Write out every line of the items below as a numbered list, skipping blank lines and leaving the pictures out.

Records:
○ ○ ○ ○

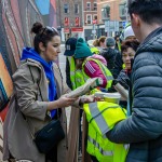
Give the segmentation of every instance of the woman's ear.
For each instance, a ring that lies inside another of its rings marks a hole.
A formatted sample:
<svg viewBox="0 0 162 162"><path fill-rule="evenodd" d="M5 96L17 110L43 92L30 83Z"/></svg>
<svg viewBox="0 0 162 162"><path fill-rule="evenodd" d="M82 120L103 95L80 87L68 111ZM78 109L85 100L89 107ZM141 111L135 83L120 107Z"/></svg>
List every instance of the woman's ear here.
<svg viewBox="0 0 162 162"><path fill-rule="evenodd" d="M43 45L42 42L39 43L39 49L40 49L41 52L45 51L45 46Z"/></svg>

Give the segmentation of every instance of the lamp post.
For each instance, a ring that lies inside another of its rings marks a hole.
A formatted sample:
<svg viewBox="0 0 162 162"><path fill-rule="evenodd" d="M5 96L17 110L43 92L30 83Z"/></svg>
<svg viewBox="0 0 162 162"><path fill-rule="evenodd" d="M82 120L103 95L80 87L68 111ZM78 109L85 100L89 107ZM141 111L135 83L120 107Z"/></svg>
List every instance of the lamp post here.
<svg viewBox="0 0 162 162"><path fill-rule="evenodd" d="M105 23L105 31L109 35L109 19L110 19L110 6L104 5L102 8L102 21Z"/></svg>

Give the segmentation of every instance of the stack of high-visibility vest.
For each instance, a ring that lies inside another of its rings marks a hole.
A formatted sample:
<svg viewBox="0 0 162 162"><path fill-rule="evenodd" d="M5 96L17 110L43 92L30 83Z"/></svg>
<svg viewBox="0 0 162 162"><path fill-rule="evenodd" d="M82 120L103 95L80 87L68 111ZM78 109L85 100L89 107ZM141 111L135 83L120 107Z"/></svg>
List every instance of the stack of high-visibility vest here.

○ ○ ○ ○

* [Exercise answer]
1. Give the segmentation of every instance of the woman's ear.
2. For each instance, a ring that lies inside another of its rings marks a hole.
3. A formatted sample:
4. <svg viewBox="0 0 162 162"><path fill-rule="evenodd" d="M5 96L17 110L43 92L30 83Z"/></svg>
5. <svg viewBox="0 0 162 162"><path fill-rule="evenodd" d="M82 120L103 95L80 87L68 111ZM78 109L85 100L89 107ZM141 111L135 83L120 107Z"/></svg>
6. List every instance of the woman's ear here.
7. <svg viewBox="0 0 162 162"><path fill-rule="evenodd" d="M43 45L42 42L39 43L39 49L40 49L41 52L45 51L45 46Z"/></svg>
8. Give the segmentation of every instance of the lamp post.
9. For each instance, a ring that lies inside another of its rings marks a hole.
10. A formatted sample:
11. <svg viewBox="0 0 162 162"><path fill-rule="evenodd" d="M5 96L17 110L43 92L30 83Z"/></svg>
12. <svg viewBox="0 0 162 162"><path fill-rule="evenodd" d="M82 120L103 95L80 87L68 111ZM78 109L85 100L89 107ZM141 111L135 83L120 107Z"/></svg>
13. List every instance of the lamp post here.
14. <svg viewBox="0 0 162 162"><path fill-rule="evenodd" d="M105 23L105 31L109 35L109 19L110 19L110 6L104 5L102 8L102 21Z"/></svg>
15. Give the segmentation of every instance of the stack of high-visibility vest.
16. For each instance, a ring that lies inside another of its rings marks a hole.
17. A formatted sample:
18. <svg viewBox="0 0 162 162"><path fill-rule="evenodd" d="M5 96L17 110L43 92L30 83Z"/></svg>
19. <svg viewBox="0 0 162 162"><path fill-rule="evenodd" d="M82 120L103 95L80 87L68 111ZM78 109L85 100L89 107ZM141 111L135 83L120 107Z"/></svg>
20. List every instance of the stack of high-visibility vest here.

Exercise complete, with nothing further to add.